» TEXTAUSZUG:
———
18.06.2010:

Aussiedlerkulturtage der Stadt Nürnberg, Freitag

Gediegen, bunt, aufschlussreich
Nürnberger Aussiedlerkulturtage 2010

„Der mitgebrachte Kulturschatz der zugewanderten Deutschen ist und bleibt ein wertvoller Bestandteil der gesamtdeutschen Kultur, der gepflegt und erhalten werden soll.“ So lautete das zentrale Credo von Nina Paulsen vom Historischen Forschungsverein der Deutschen aus Russland in ihrer Begrüßungsansprache bei den heurigen Nürnberger Aussiedlerkulturtagen.
Die Eröffnung der Aussiedlerkulturtage am Freitag, 18. Juni im Haus der Heimat Nürnberg begann mit der Titelmelodie zur TV-Serie „Mission Impossible“, ein moderner Klassiker eines der meistzitierten Musikers der letzten Jahrzehnte: Lalo Schifrin. Die Interpreten waren Alexandra Kutsche (25) und Marcus Hullin (26) an der Violine, Kerstin Neumann (20) an der Viola und Tobias Hullin (19) am Violoncello. Die beiden jungen Männer sind die Kinder eines oberschlesischen Vaters und einer Mutter, die aus Pommern stammt. Es folgten Bearbeitungen berühmt gewordener Lieder wie z. B. die Ballade „From a Distance“, die 1991 den Grammy für das Lied des Jahres erhielt oder „My heart will go on“ aus dem Film „Titanic“.
———
» VORLIEGENDE EINTRÄGE:

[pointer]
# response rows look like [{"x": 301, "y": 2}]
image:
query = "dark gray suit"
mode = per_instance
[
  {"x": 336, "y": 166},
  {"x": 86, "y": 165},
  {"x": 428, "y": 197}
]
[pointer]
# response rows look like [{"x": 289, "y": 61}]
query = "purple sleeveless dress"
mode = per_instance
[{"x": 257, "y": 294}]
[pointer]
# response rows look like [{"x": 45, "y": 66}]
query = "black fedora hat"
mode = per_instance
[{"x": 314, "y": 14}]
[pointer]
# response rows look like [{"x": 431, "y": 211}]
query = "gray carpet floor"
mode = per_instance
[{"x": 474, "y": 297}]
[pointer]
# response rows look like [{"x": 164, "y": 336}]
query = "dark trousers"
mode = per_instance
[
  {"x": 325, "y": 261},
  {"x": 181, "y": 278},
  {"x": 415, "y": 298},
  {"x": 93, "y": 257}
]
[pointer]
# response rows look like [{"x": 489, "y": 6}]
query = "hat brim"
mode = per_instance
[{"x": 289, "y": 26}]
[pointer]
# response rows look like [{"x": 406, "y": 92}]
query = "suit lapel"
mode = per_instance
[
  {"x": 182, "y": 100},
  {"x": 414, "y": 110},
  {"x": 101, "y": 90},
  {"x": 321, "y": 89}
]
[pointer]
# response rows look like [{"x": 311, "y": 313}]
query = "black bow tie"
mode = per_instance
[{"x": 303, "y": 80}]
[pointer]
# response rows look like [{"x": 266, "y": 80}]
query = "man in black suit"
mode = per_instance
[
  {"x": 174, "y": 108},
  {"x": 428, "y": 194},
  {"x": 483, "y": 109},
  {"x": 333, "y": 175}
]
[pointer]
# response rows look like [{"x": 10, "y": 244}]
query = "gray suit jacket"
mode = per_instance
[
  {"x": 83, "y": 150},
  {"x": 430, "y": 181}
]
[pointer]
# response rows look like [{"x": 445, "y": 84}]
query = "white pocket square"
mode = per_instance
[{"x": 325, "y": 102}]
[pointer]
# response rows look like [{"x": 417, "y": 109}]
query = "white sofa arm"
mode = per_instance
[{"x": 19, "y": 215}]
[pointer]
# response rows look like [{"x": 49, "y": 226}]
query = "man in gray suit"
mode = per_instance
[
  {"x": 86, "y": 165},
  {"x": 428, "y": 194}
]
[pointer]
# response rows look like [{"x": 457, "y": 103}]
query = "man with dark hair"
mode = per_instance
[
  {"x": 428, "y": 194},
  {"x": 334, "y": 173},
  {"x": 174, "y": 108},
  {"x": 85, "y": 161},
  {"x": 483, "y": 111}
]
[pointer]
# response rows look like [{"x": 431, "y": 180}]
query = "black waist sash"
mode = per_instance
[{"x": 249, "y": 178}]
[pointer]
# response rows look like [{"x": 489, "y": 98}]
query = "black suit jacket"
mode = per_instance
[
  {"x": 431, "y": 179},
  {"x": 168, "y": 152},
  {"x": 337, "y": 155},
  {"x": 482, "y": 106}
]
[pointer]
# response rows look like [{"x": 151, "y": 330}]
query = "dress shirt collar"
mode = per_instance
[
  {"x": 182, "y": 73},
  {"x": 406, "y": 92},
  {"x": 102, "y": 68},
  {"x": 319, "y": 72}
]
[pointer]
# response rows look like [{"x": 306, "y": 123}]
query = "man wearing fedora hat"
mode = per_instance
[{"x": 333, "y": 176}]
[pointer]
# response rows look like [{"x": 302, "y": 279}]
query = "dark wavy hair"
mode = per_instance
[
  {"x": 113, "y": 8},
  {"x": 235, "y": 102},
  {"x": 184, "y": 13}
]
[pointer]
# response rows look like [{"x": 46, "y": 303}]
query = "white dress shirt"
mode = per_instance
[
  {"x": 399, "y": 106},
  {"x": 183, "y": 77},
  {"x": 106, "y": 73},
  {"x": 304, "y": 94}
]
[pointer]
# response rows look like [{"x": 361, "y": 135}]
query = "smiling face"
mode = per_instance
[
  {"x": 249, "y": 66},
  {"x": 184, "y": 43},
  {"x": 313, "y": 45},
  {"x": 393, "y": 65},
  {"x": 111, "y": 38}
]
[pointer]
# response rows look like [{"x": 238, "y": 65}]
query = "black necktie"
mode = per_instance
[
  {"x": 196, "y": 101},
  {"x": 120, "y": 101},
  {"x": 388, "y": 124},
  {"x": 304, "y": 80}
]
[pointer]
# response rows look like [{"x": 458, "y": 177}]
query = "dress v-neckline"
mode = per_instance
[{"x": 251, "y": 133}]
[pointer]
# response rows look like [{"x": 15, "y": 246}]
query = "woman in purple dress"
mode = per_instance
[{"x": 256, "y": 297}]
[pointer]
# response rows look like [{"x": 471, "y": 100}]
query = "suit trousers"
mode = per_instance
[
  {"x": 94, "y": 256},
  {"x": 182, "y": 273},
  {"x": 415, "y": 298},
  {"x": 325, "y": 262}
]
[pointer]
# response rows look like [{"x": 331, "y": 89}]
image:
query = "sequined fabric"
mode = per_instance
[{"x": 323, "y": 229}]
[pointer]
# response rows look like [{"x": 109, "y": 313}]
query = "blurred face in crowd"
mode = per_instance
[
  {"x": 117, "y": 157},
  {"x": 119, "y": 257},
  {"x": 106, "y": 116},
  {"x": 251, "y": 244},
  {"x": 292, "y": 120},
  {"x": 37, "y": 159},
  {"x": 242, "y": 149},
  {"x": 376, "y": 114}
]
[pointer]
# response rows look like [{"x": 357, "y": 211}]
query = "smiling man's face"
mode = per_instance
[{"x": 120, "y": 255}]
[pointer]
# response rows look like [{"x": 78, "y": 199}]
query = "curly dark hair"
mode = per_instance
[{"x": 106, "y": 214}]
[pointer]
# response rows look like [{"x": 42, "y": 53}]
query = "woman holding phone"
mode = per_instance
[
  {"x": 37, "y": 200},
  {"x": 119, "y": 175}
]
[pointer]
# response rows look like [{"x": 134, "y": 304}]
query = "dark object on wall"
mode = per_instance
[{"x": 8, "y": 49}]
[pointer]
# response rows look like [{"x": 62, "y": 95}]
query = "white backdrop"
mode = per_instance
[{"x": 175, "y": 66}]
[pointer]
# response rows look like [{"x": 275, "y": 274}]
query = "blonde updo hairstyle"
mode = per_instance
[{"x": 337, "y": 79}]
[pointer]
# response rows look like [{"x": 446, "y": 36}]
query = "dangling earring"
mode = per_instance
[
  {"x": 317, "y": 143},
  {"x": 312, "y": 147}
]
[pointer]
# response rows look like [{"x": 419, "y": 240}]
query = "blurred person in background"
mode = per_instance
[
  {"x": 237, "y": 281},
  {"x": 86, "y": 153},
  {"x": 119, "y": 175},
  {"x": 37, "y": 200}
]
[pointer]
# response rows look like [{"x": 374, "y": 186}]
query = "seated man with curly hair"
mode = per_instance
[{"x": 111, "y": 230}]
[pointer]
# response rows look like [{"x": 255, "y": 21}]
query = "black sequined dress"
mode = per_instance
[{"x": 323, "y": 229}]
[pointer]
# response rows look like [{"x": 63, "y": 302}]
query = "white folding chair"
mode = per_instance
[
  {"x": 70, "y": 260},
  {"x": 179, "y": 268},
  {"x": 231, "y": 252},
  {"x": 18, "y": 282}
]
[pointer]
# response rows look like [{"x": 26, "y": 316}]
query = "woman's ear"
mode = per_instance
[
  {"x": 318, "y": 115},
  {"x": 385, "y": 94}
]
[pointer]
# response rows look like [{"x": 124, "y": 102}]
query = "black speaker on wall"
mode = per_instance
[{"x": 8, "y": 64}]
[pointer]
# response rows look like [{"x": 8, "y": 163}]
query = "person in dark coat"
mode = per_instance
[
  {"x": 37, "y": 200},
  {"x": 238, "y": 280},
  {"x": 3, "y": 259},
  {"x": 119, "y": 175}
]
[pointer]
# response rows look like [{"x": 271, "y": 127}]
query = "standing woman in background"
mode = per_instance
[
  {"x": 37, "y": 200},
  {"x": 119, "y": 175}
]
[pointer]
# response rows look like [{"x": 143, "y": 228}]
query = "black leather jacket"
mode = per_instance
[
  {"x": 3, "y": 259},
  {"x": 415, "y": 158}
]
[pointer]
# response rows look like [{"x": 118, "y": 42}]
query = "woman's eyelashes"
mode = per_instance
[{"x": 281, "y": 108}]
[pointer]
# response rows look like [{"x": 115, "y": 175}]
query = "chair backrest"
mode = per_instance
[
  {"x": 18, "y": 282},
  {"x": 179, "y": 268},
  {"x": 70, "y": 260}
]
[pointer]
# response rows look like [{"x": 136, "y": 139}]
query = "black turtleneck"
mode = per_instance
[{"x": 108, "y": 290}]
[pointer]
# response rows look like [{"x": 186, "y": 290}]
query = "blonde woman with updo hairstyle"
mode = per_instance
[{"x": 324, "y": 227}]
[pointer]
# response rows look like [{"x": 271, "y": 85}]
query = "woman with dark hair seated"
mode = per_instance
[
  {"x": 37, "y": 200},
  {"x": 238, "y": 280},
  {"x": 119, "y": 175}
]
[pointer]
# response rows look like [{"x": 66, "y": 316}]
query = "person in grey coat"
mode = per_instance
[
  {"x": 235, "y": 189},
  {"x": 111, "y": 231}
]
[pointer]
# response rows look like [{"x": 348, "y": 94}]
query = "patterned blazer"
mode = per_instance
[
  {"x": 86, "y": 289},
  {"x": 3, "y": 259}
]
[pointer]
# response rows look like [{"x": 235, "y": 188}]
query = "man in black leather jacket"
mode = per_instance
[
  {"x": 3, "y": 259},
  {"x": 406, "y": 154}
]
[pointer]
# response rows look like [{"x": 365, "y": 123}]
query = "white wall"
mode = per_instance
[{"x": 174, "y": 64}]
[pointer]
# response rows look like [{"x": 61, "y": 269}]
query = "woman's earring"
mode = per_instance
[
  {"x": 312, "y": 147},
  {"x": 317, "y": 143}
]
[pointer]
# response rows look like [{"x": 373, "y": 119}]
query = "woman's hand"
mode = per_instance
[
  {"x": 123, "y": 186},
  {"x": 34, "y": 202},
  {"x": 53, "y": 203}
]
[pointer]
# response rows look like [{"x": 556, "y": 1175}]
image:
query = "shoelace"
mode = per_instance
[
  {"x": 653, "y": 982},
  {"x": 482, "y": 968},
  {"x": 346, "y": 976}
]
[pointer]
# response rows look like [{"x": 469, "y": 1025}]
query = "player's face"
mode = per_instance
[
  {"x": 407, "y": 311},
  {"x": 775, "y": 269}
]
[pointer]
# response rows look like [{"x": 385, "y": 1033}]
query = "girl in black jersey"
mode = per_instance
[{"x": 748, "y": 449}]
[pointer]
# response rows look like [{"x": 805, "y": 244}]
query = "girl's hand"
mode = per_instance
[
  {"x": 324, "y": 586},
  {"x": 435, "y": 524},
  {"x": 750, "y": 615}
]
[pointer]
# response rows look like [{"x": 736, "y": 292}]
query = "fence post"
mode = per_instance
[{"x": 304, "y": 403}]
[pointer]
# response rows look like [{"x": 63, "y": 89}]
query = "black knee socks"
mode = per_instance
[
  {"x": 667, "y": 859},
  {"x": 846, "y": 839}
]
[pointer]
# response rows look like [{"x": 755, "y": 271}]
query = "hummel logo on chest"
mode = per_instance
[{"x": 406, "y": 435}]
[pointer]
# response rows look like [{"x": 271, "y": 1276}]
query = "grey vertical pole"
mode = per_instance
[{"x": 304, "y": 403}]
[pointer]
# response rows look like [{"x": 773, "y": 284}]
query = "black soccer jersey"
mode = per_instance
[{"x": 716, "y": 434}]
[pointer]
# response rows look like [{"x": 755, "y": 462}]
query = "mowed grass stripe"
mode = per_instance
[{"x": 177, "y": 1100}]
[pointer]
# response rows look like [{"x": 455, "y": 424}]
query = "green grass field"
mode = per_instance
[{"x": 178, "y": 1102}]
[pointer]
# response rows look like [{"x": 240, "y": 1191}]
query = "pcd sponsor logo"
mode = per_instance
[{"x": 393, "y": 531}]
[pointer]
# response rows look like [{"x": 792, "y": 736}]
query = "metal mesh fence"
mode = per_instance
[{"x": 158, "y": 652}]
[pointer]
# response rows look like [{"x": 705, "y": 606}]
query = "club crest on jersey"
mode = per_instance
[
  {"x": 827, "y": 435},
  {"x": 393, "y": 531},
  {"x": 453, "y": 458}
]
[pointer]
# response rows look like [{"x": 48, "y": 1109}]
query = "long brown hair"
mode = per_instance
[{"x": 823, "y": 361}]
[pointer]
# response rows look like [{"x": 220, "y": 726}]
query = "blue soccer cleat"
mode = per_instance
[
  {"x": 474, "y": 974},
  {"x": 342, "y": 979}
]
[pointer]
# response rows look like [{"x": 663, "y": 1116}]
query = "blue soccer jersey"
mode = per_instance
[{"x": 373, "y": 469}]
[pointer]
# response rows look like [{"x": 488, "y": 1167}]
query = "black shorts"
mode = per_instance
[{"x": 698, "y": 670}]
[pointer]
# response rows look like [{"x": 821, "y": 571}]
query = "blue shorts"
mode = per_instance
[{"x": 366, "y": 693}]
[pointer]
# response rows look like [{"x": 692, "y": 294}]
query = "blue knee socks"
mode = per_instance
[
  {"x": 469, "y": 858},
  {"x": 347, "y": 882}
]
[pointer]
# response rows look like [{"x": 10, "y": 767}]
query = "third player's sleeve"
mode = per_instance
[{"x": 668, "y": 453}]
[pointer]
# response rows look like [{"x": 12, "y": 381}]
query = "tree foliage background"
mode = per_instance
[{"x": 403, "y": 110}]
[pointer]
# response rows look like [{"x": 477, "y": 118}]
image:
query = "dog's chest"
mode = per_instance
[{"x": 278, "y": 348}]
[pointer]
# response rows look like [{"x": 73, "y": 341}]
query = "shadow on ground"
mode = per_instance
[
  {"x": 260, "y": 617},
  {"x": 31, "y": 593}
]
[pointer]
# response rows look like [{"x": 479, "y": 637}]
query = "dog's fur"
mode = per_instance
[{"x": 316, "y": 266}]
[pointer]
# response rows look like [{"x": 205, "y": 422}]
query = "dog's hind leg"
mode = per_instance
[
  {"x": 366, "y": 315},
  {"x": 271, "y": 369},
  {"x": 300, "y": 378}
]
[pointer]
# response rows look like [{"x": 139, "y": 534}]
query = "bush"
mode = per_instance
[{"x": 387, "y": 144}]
———
» AUFGABEN:
**1.** Prüfe anhand des Berichts über die Nürnberger Aussiedlerkulturtage, ob die folgenden Aussagen stimmen: (a) Die Eröffnung fand im Haus der Heimat Nürnberg statt. (b) Kerstin Neumann spielte Violine. (c) Die Ballade „From a Distance“ bekam 1991 den Grammy für das Lied des Jahres. Antworte jeweils mit Ja oder Nein und zitiere die entscheidenden Worte wörtlich.
**2.** Zieh aus den Einträgen jede Zeile heraus, in der das Wort „logo“ vorkommt. Groß- und Kleinschreibung zählt dabei.

» LÖSUNGEN:
**1.**
(a) Ja: „Die Eröffnung der Aussiedlerkulturtage am Freitag, 18. Juni im Haus der Heimat Nürnberg“
(b) Nein: „Kerstin Neumann (20) an der Viola“
(c) Ja: „die Ballade „From a Distance“, die 1991 den Grammy für das Lied des Jahres erhielt“

**2.**
query = "hummel logo on chest"
query = "pcd sponsor logo"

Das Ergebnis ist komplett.